## Required work
When you come to a picture, pass over it, and set down the entries below exactly.

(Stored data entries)

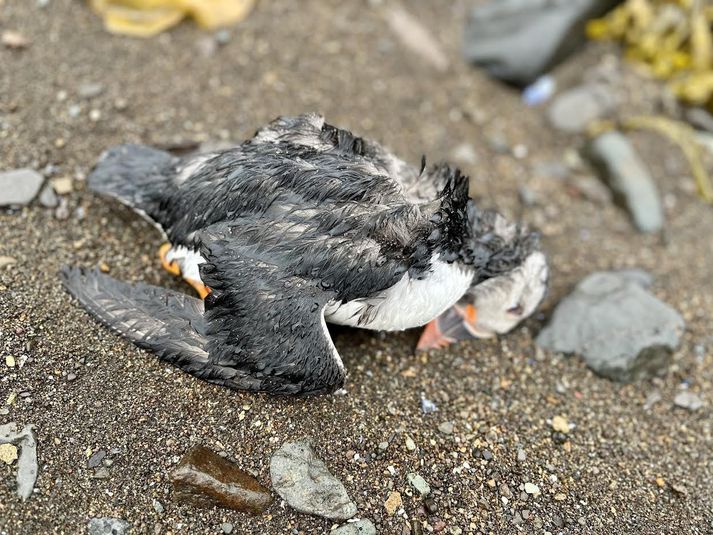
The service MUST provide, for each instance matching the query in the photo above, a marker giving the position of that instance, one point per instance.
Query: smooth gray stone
(630, 180)
(573, 110)
(305, 483)
(518, 40)
(620, 329)
(27, 467)
(19, 186)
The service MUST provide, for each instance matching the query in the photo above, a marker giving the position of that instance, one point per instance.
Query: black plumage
(301, 217)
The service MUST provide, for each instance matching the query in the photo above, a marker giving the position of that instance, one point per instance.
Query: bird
(301, 225)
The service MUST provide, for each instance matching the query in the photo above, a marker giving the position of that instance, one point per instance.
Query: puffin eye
(516, 310)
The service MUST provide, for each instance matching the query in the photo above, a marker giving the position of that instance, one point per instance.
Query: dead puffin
(303, 224)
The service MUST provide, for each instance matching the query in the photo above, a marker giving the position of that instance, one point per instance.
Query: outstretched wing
(213, 347)
(266, 322)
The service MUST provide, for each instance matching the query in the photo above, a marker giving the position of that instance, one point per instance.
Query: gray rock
(518, 40)
(48, 198)
(620, 329)
(362, 527)
(629, 179)
(573, 110)
(19, 186)
(27, 462)
(686, 399)
(305, 483)
(420, 484)
(108, 526)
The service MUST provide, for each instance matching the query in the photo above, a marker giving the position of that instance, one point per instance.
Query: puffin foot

## Problem solution
The service MUST provide, for each instance matching the query in the photo above, a marker giving the position of that instance, one point per instance.
Query: smooth gray stone
(630, 180)
(573, 110)
(305, 483)
(518, 40)
(620, 329)
(27, 467)
(19, 186)
The service MUST provide, for each instance matching the query in the photo above, a marker giving the position of that instance, one point per instance.
Query: black plumage
(301, 217)
The service MUST provide, for each instance matching the query in the photo above, a marker giving the position of that instance, one point per instance.
Query: bird
(301, 225)
The service MUST provide, for each instance matching the query in the photo above, a marker giving the position of that instance, one point per instance.
Query: puffin eye
(516, 310)
The service MUST provide, for each instance matching the query in the photo above, a marker giving the position of that instance, one point per instance.
Query: dead puffin
(303, 224)
The service MUST provide, for each instance matching the query in the photo above, a marker giving the position of that instance, one point per instance.
Query: outstretched wing
(213, 347)
(266, 322)
The service MUST provide, for each instance matching the query in the photo above, a marker giving the position of that instance, one point per instance.
Query: gray rock
(518, 40)
(48, 198)
(620, 329)
(362, 527)
(629, 179)
(573, 110)
(19, 186)
(27, 462)
(686, 399)
(305, 483)
(420, 484)
(108, 526)
The service MUST provide, for each instance matching the query in the photo above, a marker giving the position of that instance, one point per instance.
Query: puffin foot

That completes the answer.